>> Begin EXTRACT PROVIDED
The print YP are no longer a local advertising medium catering to local business. It is clear that what is left of the print yellow pages has been taken over by regional and national advertisers. One has to wonder though if they ever bother to calculate their returns or they are doing this out of habit (http://blumenthals.com/blog/2013/03/27/annual-print-yp-death-watch/ ).
In short, as our world has grown accustomed to fast paced access to everything and anything available on any device anywhere, many industries are trying to catch their breath and figure out how they fit into this new ever-changing, instant access world. We see companies changing their models and others falling at the new face of times. How will we adjust to these changes? How will those employees find new jobs in new markets? We are at a brink of change and businesses, companies and individuals are trying to figure out the answer to those questions now as well as finding new talent to figure out how to keep their companies on the cutting edge as change is in the air all the time. The new models are fleeting and replaced quickly as media and social outlets are on the rise. It is a slippery slope to navigate.
>> End EXTRACT PROVIDED
(TASK 1) From the passage on print yellow pages, reproduce word for word the stretch that begins at the words "In short, as" and stops after "slope to navigate.".
(TASK 2)
Answer these questions using the passage on print yellow pages:
(a) Who has taken over what is left of the print yellow pages?
(b) What does the passage say are on the rise?
(c) What does the passage call the situation at its close?
The records that follow play no part in this work.
>> Begin EXTRACTED MATERIAL
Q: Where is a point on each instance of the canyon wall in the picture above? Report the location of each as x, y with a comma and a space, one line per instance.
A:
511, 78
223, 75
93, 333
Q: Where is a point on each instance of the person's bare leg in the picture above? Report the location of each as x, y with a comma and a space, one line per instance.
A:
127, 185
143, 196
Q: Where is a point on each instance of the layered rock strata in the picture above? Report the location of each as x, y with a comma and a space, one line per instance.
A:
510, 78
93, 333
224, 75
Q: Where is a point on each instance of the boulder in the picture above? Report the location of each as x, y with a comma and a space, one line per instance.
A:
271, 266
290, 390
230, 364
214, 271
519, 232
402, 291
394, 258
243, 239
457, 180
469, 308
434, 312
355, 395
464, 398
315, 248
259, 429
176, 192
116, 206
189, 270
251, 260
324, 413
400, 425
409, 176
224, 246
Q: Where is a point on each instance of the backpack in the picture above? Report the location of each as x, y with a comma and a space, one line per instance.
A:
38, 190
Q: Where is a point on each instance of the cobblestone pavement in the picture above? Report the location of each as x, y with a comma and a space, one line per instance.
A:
>> End EXTRACTED MATERIAL
>> Begin EXTRACTED MATERIAL
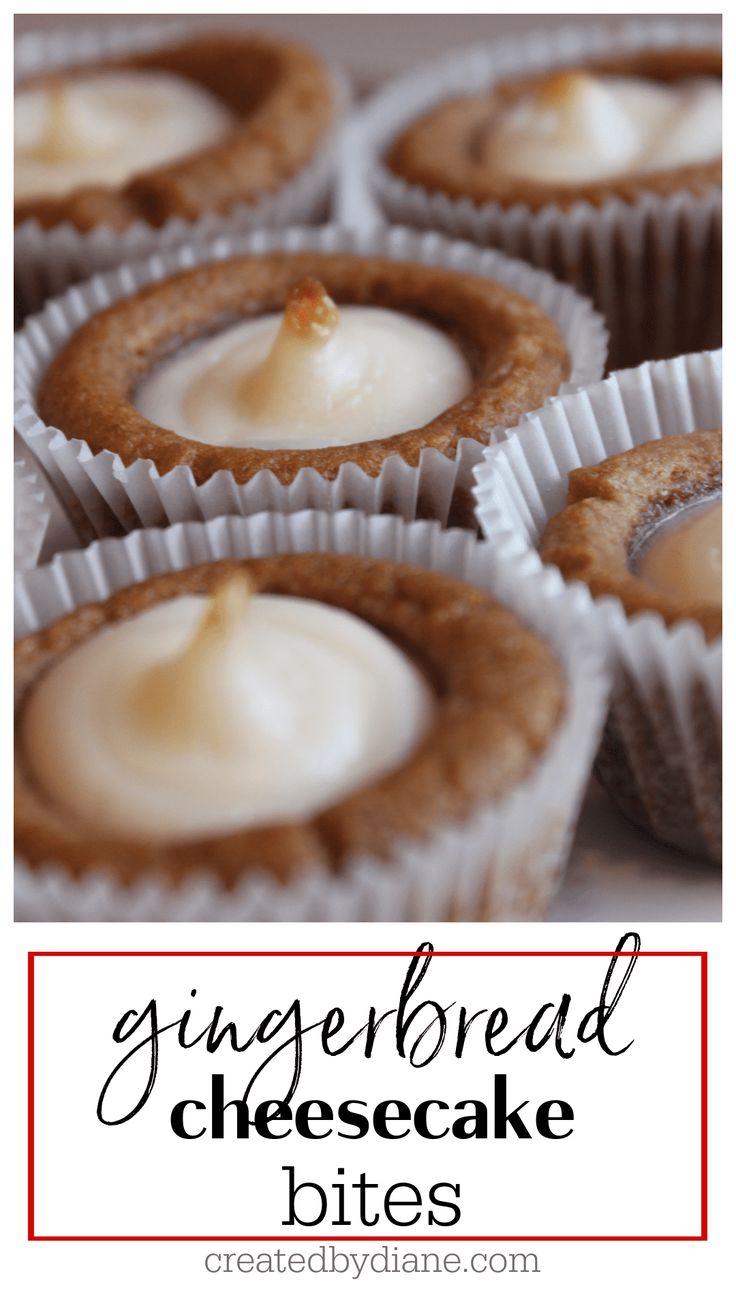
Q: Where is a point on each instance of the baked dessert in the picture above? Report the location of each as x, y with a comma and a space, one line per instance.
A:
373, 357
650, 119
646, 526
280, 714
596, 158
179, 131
>> End EXTRACTED MATERIAL
>> Begin EXTRACTED MATERIAL
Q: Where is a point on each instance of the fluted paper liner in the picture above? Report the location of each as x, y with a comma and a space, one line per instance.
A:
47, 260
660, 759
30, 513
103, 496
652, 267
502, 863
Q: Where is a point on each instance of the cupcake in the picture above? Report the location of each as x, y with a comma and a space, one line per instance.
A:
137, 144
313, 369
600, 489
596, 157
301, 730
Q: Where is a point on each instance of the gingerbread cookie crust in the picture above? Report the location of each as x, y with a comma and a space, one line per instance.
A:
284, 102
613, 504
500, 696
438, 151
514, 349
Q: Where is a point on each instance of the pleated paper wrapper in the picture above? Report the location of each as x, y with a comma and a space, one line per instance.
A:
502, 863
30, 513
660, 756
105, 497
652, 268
>> End EXTRACTED MATERIAL
(FULL OUTPUT 1)
In short, as our world has grown accustomed to fast paced access to everything and anything available on any device anywhere, many industries are trying to catch their breath and figure out how they fit into this new ever-changing, instant access world. We see companies changing their models and others falling at the new face of times. How will we adjust to these changes? How will those employees find new jobs in new markets? We are at a brink of change and businesses, companies and individuals are trying to figure out the answer to those questions now as well as finding new talent to figure out how to keep their companies on the cutting edge as change is in the air all the time. The new models are fleeting and replaced quickly as media and social outlets are on the rise. It is a slippery slope to navigate.

(FULL OUTPUT 2)
(a) Regional and national advertisers.
(b) Media and social outlets.
(c) A slippery slope to navigate.